## Aim of the task
In the entries below, swap every "thickest part" for "widest part" and write them all out again with nothing else changed.

## Input

········

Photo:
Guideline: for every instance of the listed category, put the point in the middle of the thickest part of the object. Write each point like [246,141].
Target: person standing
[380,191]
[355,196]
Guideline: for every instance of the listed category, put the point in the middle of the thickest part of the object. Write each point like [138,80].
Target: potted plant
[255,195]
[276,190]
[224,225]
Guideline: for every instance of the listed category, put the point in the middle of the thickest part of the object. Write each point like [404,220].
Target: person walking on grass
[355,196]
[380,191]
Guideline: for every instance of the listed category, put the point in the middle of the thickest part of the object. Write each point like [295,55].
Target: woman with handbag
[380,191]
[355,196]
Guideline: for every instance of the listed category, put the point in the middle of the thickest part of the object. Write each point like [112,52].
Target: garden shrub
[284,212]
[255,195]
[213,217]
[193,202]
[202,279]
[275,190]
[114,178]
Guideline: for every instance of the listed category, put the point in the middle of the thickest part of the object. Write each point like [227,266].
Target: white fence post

········

## Expected answer
Photo:
Guideline: for every instance of the listed category, put the point in the middle of the widest part of the object. Write each point like [246,141].
Target: person standing
[380,191]
[355,196]
Guideline: for every instance of the listed category, put the point in the middle of the widest part of the object. Write each point like [138,80].
Target: potted plant
[255,195]
[276,190]
[224,225]
Guideline: for every instance of the listed category, put the point in the middle of the widest part of the object. Write each point like [404,220].
Target: person walking on grass
[355,196]
[380,191]
Guideline: for every instance of the listed category, put the point in the middle of the widest part of the object. Write each point like [295,55].
Target: woman with handbag
[380,191]
[355,196]
Guideline: for every instance of the listed category, put the point in the middle of the widest part of the object. Write each point like [112,52].
Target: garden shrub
[284,212]
[255,195]
[213,217]
[193,202]
[202,279]
[275,190]
[114,178]
Guideline: for every instance of the listed category, put the point in the middle of the widest part of the object. Write each point like [227,266].
Target: white fence post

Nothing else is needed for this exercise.